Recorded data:
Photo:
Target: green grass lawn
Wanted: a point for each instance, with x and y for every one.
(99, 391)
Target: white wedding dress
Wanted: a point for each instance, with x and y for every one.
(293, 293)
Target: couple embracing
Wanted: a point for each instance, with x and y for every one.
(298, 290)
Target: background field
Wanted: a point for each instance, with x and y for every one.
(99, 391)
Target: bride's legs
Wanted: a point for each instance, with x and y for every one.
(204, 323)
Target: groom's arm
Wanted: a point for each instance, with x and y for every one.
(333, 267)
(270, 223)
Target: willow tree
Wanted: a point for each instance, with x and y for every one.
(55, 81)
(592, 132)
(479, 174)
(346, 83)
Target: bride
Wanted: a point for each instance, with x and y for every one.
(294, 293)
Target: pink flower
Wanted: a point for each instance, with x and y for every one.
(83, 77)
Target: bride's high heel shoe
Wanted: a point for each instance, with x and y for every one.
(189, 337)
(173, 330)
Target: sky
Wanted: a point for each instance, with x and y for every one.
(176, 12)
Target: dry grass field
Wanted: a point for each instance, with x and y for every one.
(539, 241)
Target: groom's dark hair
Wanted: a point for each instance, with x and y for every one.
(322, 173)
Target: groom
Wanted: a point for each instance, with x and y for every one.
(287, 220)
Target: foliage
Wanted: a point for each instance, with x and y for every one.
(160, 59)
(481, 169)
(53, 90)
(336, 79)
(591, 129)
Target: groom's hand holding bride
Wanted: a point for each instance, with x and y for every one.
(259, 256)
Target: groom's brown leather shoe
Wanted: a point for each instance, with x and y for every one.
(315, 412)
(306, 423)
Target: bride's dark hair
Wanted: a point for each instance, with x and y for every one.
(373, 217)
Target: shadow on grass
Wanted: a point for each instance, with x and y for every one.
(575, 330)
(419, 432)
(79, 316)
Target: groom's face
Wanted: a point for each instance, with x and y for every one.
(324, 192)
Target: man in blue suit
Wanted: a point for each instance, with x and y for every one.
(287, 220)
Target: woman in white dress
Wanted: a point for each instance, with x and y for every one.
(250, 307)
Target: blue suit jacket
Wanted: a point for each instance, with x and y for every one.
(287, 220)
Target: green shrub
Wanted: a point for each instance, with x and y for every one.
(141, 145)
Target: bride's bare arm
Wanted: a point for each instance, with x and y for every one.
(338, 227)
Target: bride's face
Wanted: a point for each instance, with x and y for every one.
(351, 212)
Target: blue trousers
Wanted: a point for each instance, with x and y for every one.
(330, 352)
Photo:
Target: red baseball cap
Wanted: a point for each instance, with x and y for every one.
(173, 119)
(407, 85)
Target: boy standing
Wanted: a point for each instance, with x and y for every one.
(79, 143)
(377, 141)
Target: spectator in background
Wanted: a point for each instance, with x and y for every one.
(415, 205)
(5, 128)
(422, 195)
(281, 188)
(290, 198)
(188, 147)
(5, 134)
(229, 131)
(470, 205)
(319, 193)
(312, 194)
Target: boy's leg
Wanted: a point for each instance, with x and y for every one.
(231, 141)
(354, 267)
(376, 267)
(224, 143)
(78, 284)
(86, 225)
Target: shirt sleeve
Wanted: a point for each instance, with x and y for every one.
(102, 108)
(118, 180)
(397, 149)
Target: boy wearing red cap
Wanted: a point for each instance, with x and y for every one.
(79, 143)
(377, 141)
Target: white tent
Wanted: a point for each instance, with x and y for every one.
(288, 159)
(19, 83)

- Activity
Write out each entry again, leaving every word as it is.

- Exercise output
Photo:
Target: green grass lawn
Wanted: a point for each instance, with x and y for every one.
(99, 391)
Target: white wedding dress
Wanted: a point for each instance, with x and y for every one.
(293, 293)
Target: couple embracing
Wanted: a point for each instance, with x and y for every one.
(298, 290)
Target: background field
Wanted: a point for each instance, with x and y for every one.
(99, 391)
Target: bride's legs
Wanted: a point for each instance, with x and y for every one.
(204, 323)
Target: groom's arm
Wanted: a point for each instance, with x and y for every one.
(333, 267)
(270, 223)
Target: willow tree
Wanted: a point for each instance, with x and y for every one.
(55, 81)
(592, 132)
(479, 174)
(346, 83)
Target: bride
Wanted: a point for each instance, with x and y for every one.
(294, 293)
Target: pink flower
Wanted: a point for each instance, with x and y for every one.
(83, 77)
Target: bride's high heel shoe
Wanted: a point for each instance, with x and y for every one.
(189, 337)
(173, 330)
Target: sky
Wanted: a point for each instance, with x and y for every one.
(176, 12)
Target: dry grass field
Wanted: a point for each instance, with x and y for every one.
(539, 241)
Target: groom's dark hair
Wanted: a point for each instance, with x and y for every one.
(322, 173)
Target: groom
Wanted: a point for each instance, with x and y for every one.
(287, 220)
Target: foliage
Wanted: a point for each instance, with x and y for every one.
(160, 59)
(481, 169)
(53, 90)
(336, 79)
(591, 129)
Target: groom's hand holding bride
Wanted: a point for each instance, with x and y for every one.
(259, 256)
Target: groom's brown leather shoe
Wanted: a point for each instance, with x and y for every one.
(315, 412)
(306, 423)
Target: bride's dark hair
Wanted: a point for each instance, with x and y for every one.
(373, 217)
Target: shadow on grass
Wanted: a point for each instance, with x and y for every one.
(575, 330)
(419, 432)
(79, 316)
Target: groom's face
Wanted: a point for each instance, with x and y for every one.
(324, 192)
Target: man in blue suit
Wanted: a point for each instance, with x and y for every one.
(287, 220)
Target: woman in white dress
Wanted: a point for each instance, with x and y for every one.
(250, 307)
Target: blue suit jacket
Wanted: a point for each instance, with x and y for every one.
(287, 220)
Target: green shrub
Wanted: a point for each instance, with x and y for every one.
(141, 145)
Target: bride's bare arm
Wanted: a point for each instance, with x and y for every one.
(338, 227)
Target: bride's face
Wanted: a point for each instance, with x and y for every one.
(351, 212)
Target: blue trousers
Wanted: a point for each instance, with x and y for every one.
(330, 352)
Photo:
Target: red baseball cap
Wanted: a point for each instance, with x and y for every one.
(173, 119)
(407, 85)
Target: boy standing
Wanted: a point for each instance, with x and y for every one.
(79, 143)
(377, 141)
Target: spectator in background
Wanted: a point for each instance, with x and y for every one.
(415, 205)
(5, 128)
(422, 195)
(281, 188)
(290, 198)
(188, 147)
(5, 134)
(229, 131)
(470, 205)
(319, 193)
(312, 194)
Target: boy's leg
Wanted: a point for each instance, with x and y for every one.
(231, 141)
(354, 267)
(376, 267)
(224, 143)
(78, 284)
(86, 225)
Target: shirt sleeve
Wanted: a point for each instance, with x and y for every one.
(102, 108)
(118, 180)
(397, 149)
Target: boy wearing red cap
Wanted: a point for each instance, with x and y for every one.
(79, 143)
(377, 141)
Target: white tent
Wanted: a point for each instance, with x and y for every one.
(288, 159)
(19, 83)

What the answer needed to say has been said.